**Extrait de page:**
::::
Le monument du souvenir |
Le 7 mars 1919 M. Joseph Leclerc, adjoint, assumant les fonctions de maire de Rolampont depuis le décès de M. Henry Pierre Desgrés (décédé le 3 novembre 1916), en ouvrant la séance du conseil municipal, donne connaissance du montant de la souscription par les habitants de la commune en faveur de l'érection d'un monument à la mémoire des soldats du pays morts pour la France durant la Grande guerre. Elle s'élève à la somme de 3 938 F.
Le conseil nomme ensuite une commission composée de quinze personnes qui avec les élus fera le choix d'un emplacement convenable pour l'érection du monument. Il est décidé que les fonds recueillis et destinés au projet seront déposés entre les mains du Receveur municipal qui devra les employer à l'acquisition de bons de la Défense nationale, en attendant le moment de la réalisation des travaux.
Le 3 janvier 1920, le nouveau maire, M. Arthur Batoux, à l'occasion d'une séance du conseil municipal, informe de la circulaire préfectorale du 26 décembre 1919 relative "au monument commémoratif aux morts pour la patrie". Il indique que la dépense nécessaire à l'érection du monument projeté sera d'environ 18 000,00 F.
Le montant total des souscriptions recueillies dans la commune est alors de 5 400,00 F. Le crédit de 7 000,00 F inscrit pour la dépense à l'article 54 du budget additionnel de 1919 s'avère insuffisant. Le maire propose d'augmenter ce crédit par un nouveau crédit à prendre sur les ressources disponibles de la commune. Il souligne cependant que ces fonds disponibles ne seront pas considérables étant donné les dépenses programmées pour les réparations urgentes des bâtiments communaux. Il propose alors au conseil municipal de solliciter une subvention de l'Etat au titre de l'article 5 de la loi du 25 octobre 1919. Le conseil accepte cette proposition.
Le 18 septembre 1920, le maire fait part au conseil municipal de la circulaire préfectorale du 1er septembre 1920 portant à la connaissance des municipalités des instructions de M. le ministre de l'Intérieur relative à la loi de finances du 31 juillet 1920 qui fixe en son article 81 les conditions dans lesquelles des subventions de l'Etat seront accordées aux communes pour les aider à l'érection de monuments aux morts de la Grande guerre et établit les barèmes qui devront servir au calcul de ces subventions. Pour la commune de Rolampont s'appliqueront les barèmes suivants :
-
barème n°1 : 52 morts sur 1 214 habitants, soit 4,28%,
- barème n°2 : valeur du centime communal, 127,34 ; soit 10,48
pour cent habitants.
::::
**Données disponibles:**
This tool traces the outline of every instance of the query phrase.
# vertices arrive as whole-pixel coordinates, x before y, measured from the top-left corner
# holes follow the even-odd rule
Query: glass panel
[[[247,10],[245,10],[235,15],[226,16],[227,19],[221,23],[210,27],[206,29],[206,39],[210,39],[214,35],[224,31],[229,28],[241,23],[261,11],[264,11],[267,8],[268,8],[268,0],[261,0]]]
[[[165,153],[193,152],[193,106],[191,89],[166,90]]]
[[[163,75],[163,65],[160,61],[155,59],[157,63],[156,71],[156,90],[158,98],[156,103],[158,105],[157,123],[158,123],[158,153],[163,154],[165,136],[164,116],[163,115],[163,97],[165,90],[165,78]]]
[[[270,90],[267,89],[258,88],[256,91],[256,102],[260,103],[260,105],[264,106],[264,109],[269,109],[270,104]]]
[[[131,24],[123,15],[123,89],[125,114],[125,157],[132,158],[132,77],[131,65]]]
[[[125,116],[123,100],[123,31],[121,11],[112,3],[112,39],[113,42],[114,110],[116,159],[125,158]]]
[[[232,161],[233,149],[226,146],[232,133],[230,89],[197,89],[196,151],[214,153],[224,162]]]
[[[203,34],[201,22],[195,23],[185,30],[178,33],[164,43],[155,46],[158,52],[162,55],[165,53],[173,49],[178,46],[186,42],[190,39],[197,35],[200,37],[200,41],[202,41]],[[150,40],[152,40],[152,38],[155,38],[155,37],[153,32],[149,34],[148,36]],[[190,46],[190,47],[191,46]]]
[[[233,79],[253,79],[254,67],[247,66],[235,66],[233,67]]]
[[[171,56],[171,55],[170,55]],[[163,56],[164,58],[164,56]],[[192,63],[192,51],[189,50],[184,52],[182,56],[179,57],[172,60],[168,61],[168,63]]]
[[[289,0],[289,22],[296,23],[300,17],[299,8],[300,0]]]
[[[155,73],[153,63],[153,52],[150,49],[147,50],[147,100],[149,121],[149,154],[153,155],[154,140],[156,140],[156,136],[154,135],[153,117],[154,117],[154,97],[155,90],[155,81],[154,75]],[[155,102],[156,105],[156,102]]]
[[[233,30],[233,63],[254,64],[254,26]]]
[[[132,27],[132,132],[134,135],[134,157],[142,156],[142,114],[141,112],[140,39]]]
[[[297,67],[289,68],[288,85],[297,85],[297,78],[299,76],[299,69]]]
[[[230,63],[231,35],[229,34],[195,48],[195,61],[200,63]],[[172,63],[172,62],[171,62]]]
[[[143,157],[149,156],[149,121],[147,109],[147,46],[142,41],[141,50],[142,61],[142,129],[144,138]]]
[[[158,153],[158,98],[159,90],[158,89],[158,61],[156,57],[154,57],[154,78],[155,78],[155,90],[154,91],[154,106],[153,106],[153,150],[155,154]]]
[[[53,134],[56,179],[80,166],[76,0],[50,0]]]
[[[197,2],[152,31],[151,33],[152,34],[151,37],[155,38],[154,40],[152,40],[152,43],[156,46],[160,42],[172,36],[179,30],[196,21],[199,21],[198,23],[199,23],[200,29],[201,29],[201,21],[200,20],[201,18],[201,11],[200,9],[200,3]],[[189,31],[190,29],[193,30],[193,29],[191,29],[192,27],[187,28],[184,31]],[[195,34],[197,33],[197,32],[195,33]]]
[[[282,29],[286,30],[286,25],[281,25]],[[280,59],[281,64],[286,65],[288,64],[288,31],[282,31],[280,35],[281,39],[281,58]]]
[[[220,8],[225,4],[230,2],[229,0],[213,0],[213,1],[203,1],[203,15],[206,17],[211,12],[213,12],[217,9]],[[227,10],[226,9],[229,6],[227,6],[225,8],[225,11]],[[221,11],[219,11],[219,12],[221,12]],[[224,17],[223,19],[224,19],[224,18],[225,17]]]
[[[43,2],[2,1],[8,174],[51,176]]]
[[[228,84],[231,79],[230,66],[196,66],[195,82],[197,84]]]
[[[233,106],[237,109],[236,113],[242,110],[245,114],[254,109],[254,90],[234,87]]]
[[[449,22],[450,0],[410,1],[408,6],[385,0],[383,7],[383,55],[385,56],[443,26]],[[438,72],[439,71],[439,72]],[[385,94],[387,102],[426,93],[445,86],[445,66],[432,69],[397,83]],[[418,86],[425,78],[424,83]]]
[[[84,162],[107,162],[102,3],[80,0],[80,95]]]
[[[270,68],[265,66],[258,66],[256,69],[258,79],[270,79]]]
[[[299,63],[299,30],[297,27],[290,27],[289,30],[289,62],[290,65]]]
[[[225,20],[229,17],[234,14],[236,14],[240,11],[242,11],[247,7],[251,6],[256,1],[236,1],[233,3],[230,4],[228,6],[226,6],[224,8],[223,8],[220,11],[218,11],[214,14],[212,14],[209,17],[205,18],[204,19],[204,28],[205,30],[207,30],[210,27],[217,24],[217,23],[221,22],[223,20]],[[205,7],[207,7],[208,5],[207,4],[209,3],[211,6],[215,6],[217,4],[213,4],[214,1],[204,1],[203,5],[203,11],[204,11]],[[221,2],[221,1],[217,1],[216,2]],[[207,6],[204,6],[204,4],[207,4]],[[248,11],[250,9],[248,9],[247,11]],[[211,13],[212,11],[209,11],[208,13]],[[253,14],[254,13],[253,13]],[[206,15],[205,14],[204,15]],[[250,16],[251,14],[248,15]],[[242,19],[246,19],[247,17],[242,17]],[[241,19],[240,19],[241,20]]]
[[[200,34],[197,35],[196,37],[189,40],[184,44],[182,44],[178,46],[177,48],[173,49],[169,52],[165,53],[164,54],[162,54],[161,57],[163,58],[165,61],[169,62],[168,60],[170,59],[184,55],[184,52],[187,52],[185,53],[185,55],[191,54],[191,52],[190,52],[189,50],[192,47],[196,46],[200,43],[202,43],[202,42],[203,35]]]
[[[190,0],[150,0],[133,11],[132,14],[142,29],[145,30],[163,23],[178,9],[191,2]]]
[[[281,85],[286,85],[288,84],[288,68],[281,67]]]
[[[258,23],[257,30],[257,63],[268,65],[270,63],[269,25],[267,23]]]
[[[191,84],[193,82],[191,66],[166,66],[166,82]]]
::::
**À faire:**
A: Répondez à ces questions à partir de l'extrait sur le monument aux morts de Rolampont :
(i) Quel montant de souscription est annoncé au conseil le 7 mars 1919 ?
(ii) Comment s'appelle le nouveau maire qui préside la séance du 3 janvier 1920 ?
(iii) Combien de morts le barème n°1 compte-t-il pour la commune ?
B: Renvoyez toutes les lignes des entrées qui contiennent le mot "tool", en respectant la casse.

**Réponses données:**
A:
(i) 3 938 F
(ii) M. Arthur Batoux
(iii) 52 morts

B:
This tool traces the outline of every instance of the query phrase.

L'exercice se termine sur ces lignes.